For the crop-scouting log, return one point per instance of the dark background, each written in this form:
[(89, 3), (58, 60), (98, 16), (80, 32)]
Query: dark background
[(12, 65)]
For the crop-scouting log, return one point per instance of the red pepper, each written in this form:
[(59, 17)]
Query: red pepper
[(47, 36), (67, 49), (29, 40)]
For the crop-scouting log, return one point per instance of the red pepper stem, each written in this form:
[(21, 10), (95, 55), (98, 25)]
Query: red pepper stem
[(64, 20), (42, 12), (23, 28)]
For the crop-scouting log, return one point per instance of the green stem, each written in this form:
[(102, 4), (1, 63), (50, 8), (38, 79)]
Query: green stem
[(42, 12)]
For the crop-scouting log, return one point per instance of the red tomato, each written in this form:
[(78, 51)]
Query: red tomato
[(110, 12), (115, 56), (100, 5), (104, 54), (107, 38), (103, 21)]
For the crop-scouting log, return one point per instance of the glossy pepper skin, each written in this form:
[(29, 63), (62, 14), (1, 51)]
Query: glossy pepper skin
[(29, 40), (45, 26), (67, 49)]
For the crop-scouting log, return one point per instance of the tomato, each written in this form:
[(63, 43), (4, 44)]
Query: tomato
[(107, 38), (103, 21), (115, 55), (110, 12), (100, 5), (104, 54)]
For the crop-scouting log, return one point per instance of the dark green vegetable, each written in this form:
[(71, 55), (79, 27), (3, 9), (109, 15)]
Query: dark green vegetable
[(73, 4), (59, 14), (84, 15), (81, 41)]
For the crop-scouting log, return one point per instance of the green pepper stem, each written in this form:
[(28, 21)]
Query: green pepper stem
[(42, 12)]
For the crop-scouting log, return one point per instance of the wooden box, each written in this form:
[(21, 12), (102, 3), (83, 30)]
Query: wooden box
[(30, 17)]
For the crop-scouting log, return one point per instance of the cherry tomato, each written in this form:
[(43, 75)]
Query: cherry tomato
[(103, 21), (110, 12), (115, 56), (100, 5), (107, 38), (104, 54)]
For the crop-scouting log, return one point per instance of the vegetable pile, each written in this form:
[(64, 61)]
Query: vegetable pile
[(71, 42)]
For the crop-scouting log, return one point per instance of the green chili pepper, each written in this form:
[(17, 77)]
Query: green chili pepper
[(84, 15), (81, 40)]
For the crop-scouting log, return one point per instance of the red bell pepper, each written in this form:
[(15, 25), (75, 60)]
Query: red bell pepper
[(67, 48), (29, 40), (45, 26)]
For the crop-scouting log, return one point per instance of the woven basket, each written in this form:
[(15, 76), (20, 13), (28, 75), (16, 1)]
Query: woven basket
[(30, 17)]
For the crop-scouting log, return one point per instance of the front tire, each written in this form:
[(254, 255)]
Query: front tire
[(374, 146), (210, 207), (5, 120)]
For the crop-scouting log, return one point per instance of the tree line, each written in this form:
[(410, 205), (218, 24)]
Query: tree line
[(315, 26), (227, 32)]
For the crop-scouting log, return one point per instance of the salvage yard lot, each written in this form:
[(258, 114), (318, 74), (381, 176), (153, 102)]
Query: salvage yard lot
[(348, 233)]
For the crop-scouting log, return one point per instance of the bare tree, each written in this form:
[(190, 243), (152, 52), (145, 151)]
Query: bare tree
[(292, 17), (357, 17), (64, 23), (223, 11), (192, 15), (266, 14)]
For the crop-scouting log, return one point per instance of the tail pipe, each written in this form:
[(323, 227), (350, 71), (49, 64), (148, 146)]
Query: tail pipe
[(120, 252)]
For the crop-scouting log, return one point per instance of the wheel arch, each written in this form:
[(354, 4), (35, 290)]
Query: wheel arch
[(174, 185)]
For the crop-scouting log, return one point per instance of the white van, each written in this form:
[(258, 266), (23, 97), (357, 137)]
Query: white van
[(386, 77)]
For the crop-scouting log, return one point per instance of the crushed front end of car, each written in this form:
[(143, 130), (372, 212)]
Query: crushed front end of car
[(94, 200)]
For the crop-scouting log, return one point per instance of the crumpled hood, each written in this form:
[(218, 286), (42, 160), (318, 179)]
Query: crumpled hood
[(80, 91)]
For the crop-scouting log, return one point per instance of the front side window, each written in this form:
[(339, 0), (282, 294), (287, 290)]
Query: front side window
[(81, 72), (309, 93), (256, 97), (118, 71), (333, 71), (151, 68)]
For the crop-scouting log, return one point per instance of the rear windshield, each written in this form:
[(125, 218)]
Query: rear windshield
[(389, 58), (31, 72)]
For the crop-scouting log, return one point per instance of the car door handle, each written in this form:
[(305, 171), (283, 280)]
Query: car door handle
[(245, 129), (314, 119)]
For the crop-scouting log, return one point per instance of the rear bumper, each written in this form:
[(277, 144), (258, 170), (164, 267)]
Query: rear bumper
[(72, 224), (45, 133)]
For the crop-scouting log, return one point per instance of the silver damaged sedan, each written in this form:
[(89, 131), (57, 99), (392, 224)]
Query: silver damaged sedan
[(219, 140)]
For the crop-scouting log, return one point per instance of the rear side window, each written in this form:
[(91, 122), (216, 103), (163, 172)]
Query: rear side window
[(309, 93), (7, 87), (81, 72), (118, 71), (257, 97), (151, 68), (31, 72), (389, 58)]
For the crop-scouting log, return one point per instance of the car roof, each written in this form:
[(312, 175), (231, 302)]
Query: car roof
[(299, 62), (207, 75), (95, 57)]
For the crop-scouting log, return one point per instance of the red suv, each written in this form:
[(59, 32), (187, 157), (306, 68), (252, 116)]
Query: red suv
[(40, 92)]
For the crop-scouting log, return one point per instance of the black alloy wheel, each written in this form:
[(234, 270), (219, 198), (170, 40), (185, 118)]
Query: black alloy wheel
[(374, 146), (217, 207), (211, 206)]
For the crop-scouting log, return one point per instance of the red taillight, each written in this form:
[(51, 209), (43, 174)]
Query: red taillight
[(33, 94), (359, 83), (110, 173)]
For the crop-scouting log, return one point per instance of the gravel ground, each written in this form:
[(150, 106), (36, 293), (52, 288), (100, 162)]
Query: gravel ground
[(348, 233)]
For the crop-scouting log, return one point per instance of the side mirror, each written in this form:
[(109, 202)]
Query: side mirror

What to work on
Go through the listing and copy all of it exactly.

Finished exercise
For the crop-scouting log, return one point per instance of the dark background, each written in this form:
[(89, 3), (58, 60), (98, 16), (80, 32)]
Query: dark background
[(12, 65)]
For the crop-scouting log, return one point per instance of the red pepper, each written in this form:
[(59, 17)]
Query: red pepper
[(47, 36), (67, 49), (29, 40)]
For the crop-scouting log, return one point per instance of the red pepper stem, each written in this form:
[(21, 10), (95, 55), (98, 25)]
Query: red pepper stem
[(64, 20), (42, 12), (23, 28)]
For the crop-scouting log, return one point per instance of the green stem, each written in this form:
[(102, 4), (1, 63), (50, 8), (38, 79)]
Query: green stem
[(42, 12)]
For the crop-scouting log, return one point per instance of the red tomato, each written in this form:
[(78, 51)]
Query: red tomato
[(110, 12), (115, 56), (100, 5), (104, 54), (107, 38), (103, 21)]
For the crop-scouting log, return one point per instance of the glossy pepper skin, each written in this form:
[(29, 63), (62, 14), (1, 51)]
Query: glossy pepper skin
[(29, 40), (45, 26), (67, 49)]
For the crop-scouting log, return one point per instance of the tomato, each written in this form:
[(63, 43), (4, 44)]
Query: tomato
[(107, 38), (103, 21), (115, 55), (110, 12), (100, 5), (104, 54)]
For the crop-scouting log, return one point per instance of the dark green vegetable, each written in this form:
[(71, 55), (79, 27), (3, 9), (109, 15)]
Query: dark green vegetable
[(73, 4), (59, 14), (84, 15), (81, 41)]
For the crop-scouting log, return one point per instance of the green pepper stem, each written in this form:
[(28, 21)]
Query: green pepper stem
[(42, 12)]
For the crop-scouting log, return one point per instance of the wooden box, each written in this form:
[(21, 12), (102, 3), (83, 30)]
Query: wooden box
[(30, 17)]
For the crop-scouting log, return one point per instance of the cherry tomato, each written in this form:
[(43, 75)]
Query: cherry tomato
[(103, 21), (110, 12), (115, 56), (100, 5), (107, 38), (104, 54)]
For the crop-scouting log, return one point per instance of the vegetable pile, each written in this form:
[(64, 61)]
Query: vegetable pile
[(71, 42)]
For the crop-scouting log, return one point per instance of the green chili pepper, each written in this form:
[(17, 77)]
Query: green chili pepper
[(84, 15), (81, 40)]
For the crop-scouting log, return one point per instance of the red bell pepper, each written in this form:
[(15, 25), (75, 60)]
Query: red bell pepper
[(67, 48), (29, 40), (45, 26)]
For the crop-scouting log, return one point per instance of the woven basket, each written in this form:
[(15, 76), (20, 13), (28, 75), (16, 1)]
Query: woven basket
[(30, 17)]
For the crop-scouting log, return one point per instance of the front tire, each written in this form:
[(254, 255)]
Query: front tire
[(374, 146), (210, 207), (5, 120)]
For the crop-scouting log, return one point per instance of the tree line, each written in this form:
[(410, 205), (218, 24)]
Query: tree line
[(315, 26), (227, 32)]
For the crop-scouting log, return one point per instance of the salvage yard lot, each written in this form:
[(258, 114), (318, 74), (381, 176), (153, 102)]
Query: salvage yard lot
[(348, 233)]
For the crop-scouting log, return one point per instance of the bare tree, each written in this form:
[(190, 243), (152, 52), (145, 151)]
Query: bare tree
[(292, 17), (357, 17), (64, 23), (223, 11), (192, 15), (266, 14)]
For the crop-scouting log, return one point per instance of the tail pipe, each written in this form:
[(323, 227), (350, 71), (49, 64), (148, 146)]
Query: tail pipe
[(120, 252)]
For the crop-scouting log, return one point per instance of the wheel arch, each written in this form:
[(354, 4), (35, 290)]
Query: wheel arch
[(174, 185)]
For the crop-scouting log, return one point per instance of the white van, each written in this form:
[(258, 266), (23, 97), (357, 137)]
Query: white van
[(386, 77)]
For the crop-scouting log, return one point per instance of the crushed front end of car, each written in this form:
[(143, 130), (372, 212)]
Query: crushed front end of car
[(94, 200)]
For the crop-scouting log, return one point per instance of the crumpled hood, each written in this form:
[(218, 286), (42, 160), (318, 179)]
Query: crumpled hood
[(80, 91)]
For the crop-scouting log, return one point per instance of the front side window, each written in this form:
[(339, 0), (282, 294), (287, 290)]
Query: front side window
[(81, 72), (309, 93), (256, 97), (118, 71), (333, 71), (151, 68)]
For the crop-scouting log, return one point per instance of the rear windshield, each written in this form:
[(125, 218)]
Query: rear windshield
[(389, 58), (31, 72)]
For the crop-scouting log, return one point per instance of the car door handle, each written in this form:
[(305, 171), (283, 280)]
Query: car door handle
[(245, 129), (314, 119)]
For the crop-scouting log, return one point per instance of the rear bumper, each written in this form:
[(277, 144), (258, 170), (164, 267)]
Query: rear bumper
[(72, 224), (45, 133)]
For the crop-scouting log, return one point per instance of the silver damaged sedan, each written in this form:
[(89, 131), (57, 99), (392, 224)]
Query: silver damaged sedan
[(219, 140)]
For the crop-scouting log, return one point per instance of the rear side window, each written in this form:
[(91, 122), (216, 103), (163, 172)]
Query: rear side window
[(309, 93), (7, 87), (81, 72), (118, 71), (257, 97), (151, 68), (31, 72), (389, 58)]
For the crop-scouting log, return one point per instance of the car roof, each written in this form:
[(312, 175), (231, 302)]
Query: car roof
[(299, 62), (207, 75), (95, 57)]
For the crop-scouting log, return one point per instance of the red suv, each written in this form:
[(59, 32), (187, 157), (306, 68), (252, 116)]
Query: red suv
[(40, 92)]
For the crop-scouting log, return one point per instance of the black alloy wheel, each written in this form:
[(234, 270), (219, 198), (170, 40), (185, 118)]
Query: black alloy wheel
[(374, 146), (217, 207), (211, 206)]
For the crop-scouting log, return one point per instance of the red taillight, each written in this form:
[(51, 209), (43, 174)]
Query: red taillight
[(33, 94), (359, 83), (110, 173)]
For the crop-scouting log, return one point per instance of the gravel ground, each written in this form:
[(150, 106), (36, 293), (52, 288), (100, 162)]
Query: gravel ground
[(348, 233)]
For the crop-scouting log, return one point per instance of the side mirror, each written in this form:
[(109, 202)]
Query: side mirror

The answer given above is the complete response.